Job: Leave out the pictures and restate the rest of the data exactly.

Extracted material:
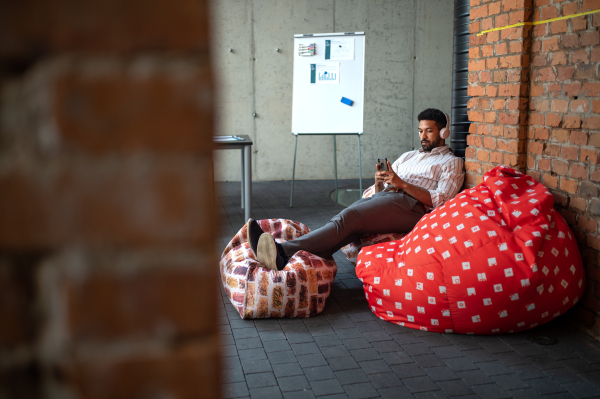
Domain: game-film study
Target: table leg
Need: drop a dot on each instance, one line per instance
(242, 177)
(247, 181)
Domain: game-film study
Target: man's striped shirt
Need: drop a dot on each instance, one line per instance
(438, 171)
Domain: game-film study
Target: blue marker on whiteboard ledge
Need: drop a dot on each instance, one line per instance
(347, 101)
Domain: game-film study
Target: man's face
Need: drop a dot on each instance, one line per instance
(429, 134)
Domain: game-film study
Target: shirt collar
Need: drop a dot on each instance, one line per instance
(441, 150)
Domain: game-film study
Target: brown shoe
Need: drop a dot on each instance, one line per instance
(267, 253)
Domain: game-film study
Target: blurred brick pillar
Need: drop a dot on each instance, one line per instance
(542, 81)
(108, 276)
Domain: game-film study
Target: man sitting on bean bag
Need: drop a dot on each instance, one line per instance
(417, 182)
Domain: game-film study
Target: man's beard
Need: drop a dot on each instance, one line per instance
(430, 146)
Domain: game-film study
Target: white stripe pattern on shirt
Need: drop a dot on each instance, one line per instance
(438, 171)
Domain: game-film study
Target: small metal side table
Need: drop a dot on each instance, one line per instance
(246, 180)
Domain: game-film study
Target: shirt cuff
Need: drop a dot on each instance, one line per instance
(437, 199)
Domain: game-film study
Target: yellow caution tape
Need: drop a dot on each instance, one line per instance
(540, 22)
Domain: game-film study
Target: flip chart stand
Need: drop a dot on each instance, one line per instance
(334, 160)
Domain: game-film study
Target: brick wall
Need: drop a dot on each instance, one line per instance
(108, 276)
(535, 107)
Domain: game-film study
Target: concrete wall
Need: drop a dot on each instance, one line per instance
(408, 67)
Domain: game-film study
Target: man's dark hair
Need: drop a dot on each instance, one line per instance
(433, 114)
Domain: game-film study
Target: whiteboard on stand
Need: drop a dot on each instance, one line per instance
(317, 108)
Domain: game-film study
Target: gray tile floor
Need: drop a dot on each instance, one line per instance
(347, 352)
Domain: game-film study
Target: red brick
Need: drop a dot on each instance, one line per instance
(568, 185)
(483, 155)
(560, 167)
(544, 164)
(542, 133)
(579, 171)
(475, 91)
(578, 138)
(496, 157)
(537, 90)
(573, 89)
(580, 105)
(549, 12)
(559, 105)
(570, 41)
(577, 203)
(470, 153)
(512, 61)
(535, 147)
(487, 51)
(595, 54)
(544, 74)
(569, 9)
(591, 89)
(579, 56)
(560, 135)
(509, 119)
(550, 44)
(475, 116)
(579, 23)
(491, 63)
(572, 122)
(585, 71)
(594, 140)
(590, 38)
(489, 142)
(592, 123)
(565, 73)
(587, 223)
(186, 370)
(557, 27)
(499, 103)
(500, 48)
(571, 153)
(559, 58)
(536, 119)
(472, 167)
(491, 91)
(478, 12)
(540, 60)
(552, 150)
(553, 120)
(494, 8)
(589, 155)
(509, 146)
(476, 65)
(550, 181)
(483, 129)
(509, 90)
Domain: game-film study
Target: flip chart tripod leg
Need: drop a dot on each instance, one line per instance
(293, 172)
(242, 178)
(335, 166)
(359, 168)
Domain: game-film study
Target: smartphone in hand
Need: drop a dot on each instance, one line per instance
(382, 162)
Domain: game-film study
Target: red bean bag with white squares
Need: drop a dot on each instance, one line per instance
(299, 290)
(497, 258)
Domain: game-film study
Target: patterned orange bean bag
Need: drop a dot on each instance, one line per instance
(496, 258)
(299, 290)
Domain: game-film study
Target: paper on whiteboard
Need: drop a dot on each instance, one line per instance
(342, 49)
(327, 73)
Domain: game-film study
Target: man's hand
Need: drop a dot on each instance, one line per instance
(387, 177)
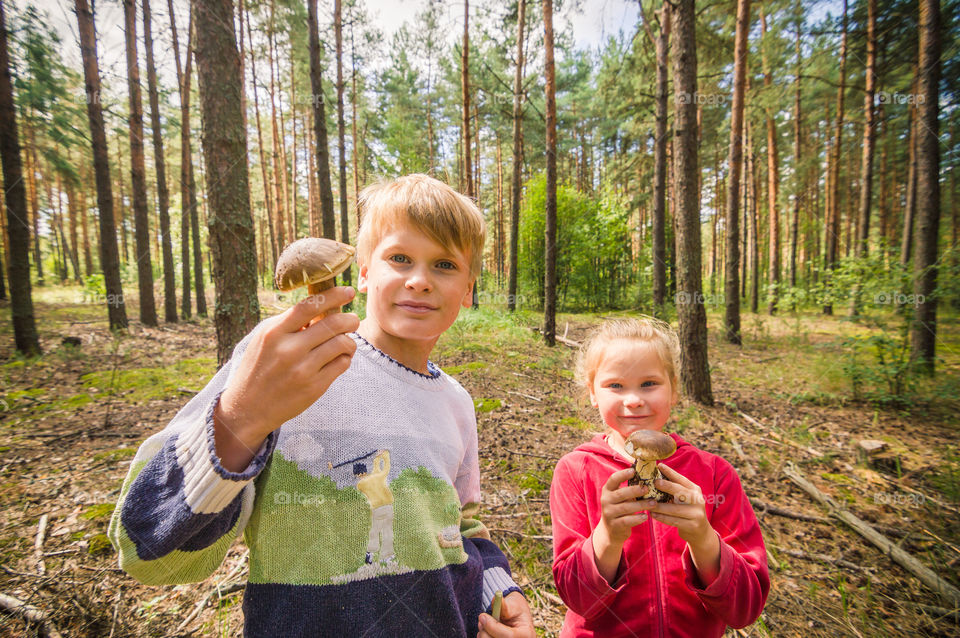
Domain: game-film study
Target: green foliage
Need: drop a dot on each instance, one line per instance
(594, 266)
(878, 367)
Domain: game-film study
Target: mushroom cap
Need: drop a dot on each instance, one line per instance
(311, 260)
(650, 445)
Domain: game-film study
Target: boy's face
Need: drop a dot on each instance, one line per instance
(415, 287)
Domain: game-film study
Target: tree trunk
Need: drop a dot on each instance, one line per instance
(735, 163)
(773, 180)
(183, 85)
(660, 164)
(515, 183)
(225, 151)
(550, 254)
(320, 126)
(169, 282)
(923, 333)
(694, 365)
(21, 299)
(833, 214)
(797, 154)
(341, 134)
(109, 255)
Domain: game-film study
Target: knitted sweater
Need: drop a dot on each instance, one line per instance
(358, 512)
(657, 591)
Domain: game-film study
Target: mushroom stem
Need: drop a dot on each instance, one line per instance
(318, 289)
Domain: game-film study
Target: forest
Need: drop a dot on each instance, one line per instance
(777, 179)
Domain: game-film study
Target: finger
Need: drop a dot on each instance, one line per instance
(617, 478)
(327, 328)
(293, 319)
(676, 476)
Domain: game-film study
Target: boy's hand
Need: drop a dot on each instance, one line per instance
(287, 366)
(516, 621)
(688, 514)
(619, 514)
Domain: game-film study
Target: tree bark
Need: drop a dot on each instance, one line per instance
(550, 254)
(320, 126)
(341, 134)
(21, 298)
(169, 281)
(138, 171)
(517, 175)
(225, 151)
(735, 162)
(773, 180)
(833, 212)
(694, 365)
(923, 334)
(109, 254)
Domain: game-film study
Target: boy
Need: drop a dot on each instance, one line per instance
(335, 549)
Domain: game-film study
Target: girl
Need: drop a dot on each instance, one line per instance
(626, 566)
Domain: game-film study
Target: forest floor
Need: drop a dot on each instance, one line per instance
(71, 420)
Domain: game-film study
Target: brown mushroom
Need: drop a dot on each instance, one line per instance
(313, 262)
(648, 447)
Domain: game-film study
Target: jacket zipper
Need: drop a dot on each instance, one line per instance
(656, 574)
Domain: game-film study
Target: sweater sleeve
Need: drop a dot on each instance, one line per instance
(179, 510)
(740, 590)
(581, 586)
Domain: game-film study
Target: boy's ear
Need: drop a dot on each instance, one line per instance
(467, 300)
(362, 279)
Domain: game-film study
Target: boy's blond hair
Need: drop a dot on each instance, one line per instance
(658, 334)
(441, 213)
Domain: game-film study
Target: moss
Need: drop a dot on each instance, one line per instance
(145, 384)
(102, 510)
(486, 405)
(115, 455)
(100, 545)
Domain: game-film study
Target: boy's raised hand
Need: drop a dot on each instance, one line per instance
(516, 621)
(287, 366)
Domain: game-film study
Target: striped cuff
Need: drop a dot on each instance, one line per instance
(496, 579)
(208, 487)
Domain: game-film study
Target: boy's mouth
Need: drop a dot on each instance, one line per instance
(417, 307)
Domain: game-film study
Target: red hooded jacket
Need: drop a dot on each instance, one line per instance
(657, 591)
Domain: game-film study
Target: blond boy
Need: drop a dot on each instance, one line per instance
(269, 448)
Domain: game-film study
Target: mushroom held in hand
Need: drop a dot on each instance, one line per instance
(648, 447)
(313, 262)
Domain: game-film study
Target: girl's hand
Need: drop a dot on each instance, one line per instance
(516, 621)
(619, 514)
(688, 514)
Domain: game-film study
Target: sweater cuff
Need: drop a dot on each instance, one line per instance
(208, 486)
(595, 579)
(496, 579)
(719, 584)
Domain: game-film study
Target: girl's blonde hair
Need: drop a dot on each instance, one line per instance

Completed task:
Domain: game-film study
Target: table leg
Need: drop a dot on each instance, one line per instance
(242, 177)
(247, 181)
Domain: game-film study
Target: man's striped shirt
Need: drop a dot on each instance, one line per instance
(438, 171)
Domain: game-film study
Target: blue marker on whiteboard ledge
Need: drop a dot on each instance, one line per instance
(347, 101)
Domain: game-film study
Target: man's face
Need: drop a dot on each instance, one line per instance
(429, 134)
Domain: game-film study
Target: shirt collar
Need: drop a dot on each instance, one line per instance
(441, 150)
Domain: game-film study
Target: brown shoe
Need: drop a dot on each instance, one line per instance
(267, 253)
Domain: game-film study
Target: blurred brick pillar
Need: drop a dot on each instance, one line per instance
(542, 81)
(108, 276)
Domain: game-film study
Target: man sitting on bean bag
Need: drop a dot on each instance, one line per instance
(417, 182)
Domain: game-film study
Target: man's beard
Need: drop a dot on each instance, one line per instance
(430, 146)
Domain: game-film study
Target: white stripe pattern on shirt
Need: drop a dot on each instance, one line per instance
(438, 171)
Domain: game-film study
Target: small metal side table
Need: drop a dot on each instance, one line per instance
(246, 180)
Domain: game-film study
Target: shirt cuff
Need: drop a dot on each instance, one line per instance
(437, 199)
Domain: game-film study
Target: yellow caution tape
Need: drop a dot on each instance, one line per instance
(540, 22)
Domain: game-film study
Target: flip chart stand
Need: drop a dot on each instance, one line per instance
(334, 160)
Domain: game-film study
Target: brick wall
Need: drop a dot on each instance, one line per instance
(108, 276)
(535, 107)
Domain: game-film study
Target: concrete wall
Need: drop a dot on each instance, one line per instance
(408, 67)
Domain: game-film study
Target: man's dark hair
Need: drop a dot on each instance, one line per instance
(433, 114)
Domain: game-film study
Target: whiteboard on stand
Need: drop a dot on each instance, one line per instance
(317, 108)
Domain: game-film study
Target: gray tile floor
Need: drop a dot on each instance, one line per instance
(347, 352)
Domain: game-film study
Target: red brick
Need: drop a dot on each instance, one line per instance
(568, 185)
(483, 155)
(560, 167)
(544, 164)
(542, 133)
(579, 171)
(475, 91)
(578, 138)
(496, 157)
(537, 90)
(573, 89)
(580, 105)
(549, 12)
(559, 105)
(570, 41)
(577, 203)
(470, 153)
(512, 61)
(535, 147)
(487, 51)
(595, 54)
(544, 74)
(569, 9)
(591, 89)
(579, 56)
(560, 135)
(509, 119)
(550, 44)
(475, 116)
(579, 23)
(491, 63)
(572, 122)
(585, 71)
(594, 140)
(590, 38)
(489, 142)
(592, 123)
(565, 73)
(587, 223)
(186, 370)
(557, 27)
(499, 103)
(500, 48)
(571, 153)
(559, 58)
(536, 119)
(472, 167)
(491, 91)
(478, 12)
(540, 60)
(552, 150)
(553, 120)
(494, 8)
(589, 155)
(509, 146)
(476, 65)
(550, 181)
(483, 129)
(509, 90)
Domain: game-film study
Target: flip chart tripod leg
Need: drop a dot on each instance, one line per instance
(293, 172)
(242, 178)
(335, 166)
(359, 168)
Domain: game-film study
Target: smartphone in hand
Need: drop a dot on each instance, one line per instance
(382, 162)
Domain: game-film study
Target: red bean bag with white squares
Need: drop a dot on each instance, one line per instance
(299, 290)
(497, 258)
Domain: game-film study
Target: patterned orange bean bag
Need: drop a dot on each instance, one line per instance
(496, 258)
(299, 290)
Domain: game-film study
Target: paper on whiteboard
Need: drop a dot on each instance, one line per instance
(342, 49)
(327, 73)
Domain: game-film study
Target: man's hand
Need: drop a dot on each instance, one line per instance
(387, 177)
Domain: game-film study
Target: green foliage
Need: drop a dot on each instance, one line per instance
(594, 266)
(878, 367)
Domain: game-film study
Target: mushroom cap
Need: drop a dot on each instance, one line per instance
(311, 260)
(650, 445)
Domain: game-film study
Target: boy's face
Need: drop a dot on each instance, one line per instance
(415, 287)
Domain: game-film study
Target: tree trunk
Need: drop a dot on each instance, one line per instance
(735, 163)
(773, 180)
(183, 85)
(660, 164)
(515, 183)
(225, 151)
(550, 254)
(320, 126)
(169, 282)
(923, 333)
(694, 365)
(21, 299)
(833, 214)
(797, 154)
(341, 134)
(109, 255)
Domain: game-film study
Target: knitted sweater
Need: drop a dot on each instance, one line per instance
(358, 512)
(657, 591)
Domain: game-film study
Target: mushroom stem
Need: drop a dot on each instance, one line per instance
(318, 289)
Domain: game-film study
Target: forest
Need: drop a dot on each instance, one line per instance
(777, 179)
Domain: game-film study
Target: finger
Need: drop a dot on each instance, one line per instance
(617, 478)
(327, 328)
(293, 319)
(676, 476)
Domain: game-film study
Target: boy's hand
Need: drop a dot on each instance, one line per instance
(287, 366)
(516, 621)
(688, 514)
(619, 514)
Domain: game-film study
Target: tree bark
Need: drop a dot on each instance, one line per instance
(550, 254)
(320, 126)
(341, 134)
(21, 298)
(169, 281)
(138, 171)
(517, 175)
(225, 151)
(735, 162)
(773, 180)
(833, 212)
(694, 365)
(923, 334)
(109, 254)
Domain: game-film study
Target: boy
Need: drop a dot on each instance, one line per instance
(335, 549)
Domain: game-film study
Target: girl
Need: drop a dot on each instance, one line per instance
(626, 566)
Domain: game-film study
Target: forest floor
Need: drop a dot on each instance, one line per instance
(71, 420)
Domain: game-film study
Target: brown mushroom
Need: drop a dot on each instance, one line per instance
(313, 262)
(648, 447)
Domain: game-film study
Target: jacket zipper
Need: drop a dot on each instance, one line per instance
(656, 574)
Domain: game-film study
Target: sweater sleeve
Need: drop a dot on each instance, one line per instance
(179, 510)
(740, 590)
(581, 586)
Domain: game-film study
Target: boy's ear
Need: drop a dot on each instance, one line per instance
(467, 300)
(362, 279)
Domain: game-film study
Target: boy's blond hair
Need: drop a dot on each instance, one line per instance
(658, 334)
(441, 213)
Domain: game-film study
Target: moss
Need: drop a dot on each instance, one line per instance
(145, 384)
(102, 510)
(486, 405)
(115, 455)
(100, 545)
Domain: game-film study
Target: boy's raised hand
Need: drop a dot on each instance, one line per instance
(516, 621)
(287, 366)
Domain: game-film study
Target: striped cuff
Need: drop a dot on each instance, one line per instance
(496, 579)
(208, 487)
Domain: game-film study
Target: boy's mouth
Need: drop a dot on each instance, one line per instance
(417, 307)
Domain: game-film study
Target: red hooded jacket
Need: drop a dot on each instance, one line per instance
(657, 591)
Domain: game-film study
Target: blond boy
Need: drop a dot on each instance, one line per instance
(269, 448)
Domain: game-film study
Target: mushroom held in hand
Need: drop a dot on each instance, one line per instance
(648, 447)
(313, 262)
Domain: game-film study
Target: girl's hand
Need: drop a dot on each instance, one line per instance
(516, 621)
(619, 514)
(688, 514)
Domain: game-film study
Target: sweater cuff
Need: drop a dot on each instance, one line per instance
(208, 486)
(595, 579)
(496, 579)
(719, 584)
Domain: game-film study
Target: girl's blonde hair
Need: drop a dot on each instance, one line per instance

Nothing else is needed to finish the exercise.